> [Record list]
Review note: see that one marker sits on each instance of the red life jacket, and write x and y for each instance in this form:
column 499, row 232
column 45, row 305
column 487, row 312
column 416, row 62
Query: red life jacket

> [Request]
Format every line of the entries above as a JSON list of strings, one string per line, and leave out any blank lines.

> [Task solution]
[
  "Review note: see that one marker sits on each instance of the red life jacket, and write x and y for each instance in this form:",
  "column 499, row 232",
  "column 45, row 305",
  "column 487, row 312",
  "column 416, row 62",
  "Query: red life jacket"
]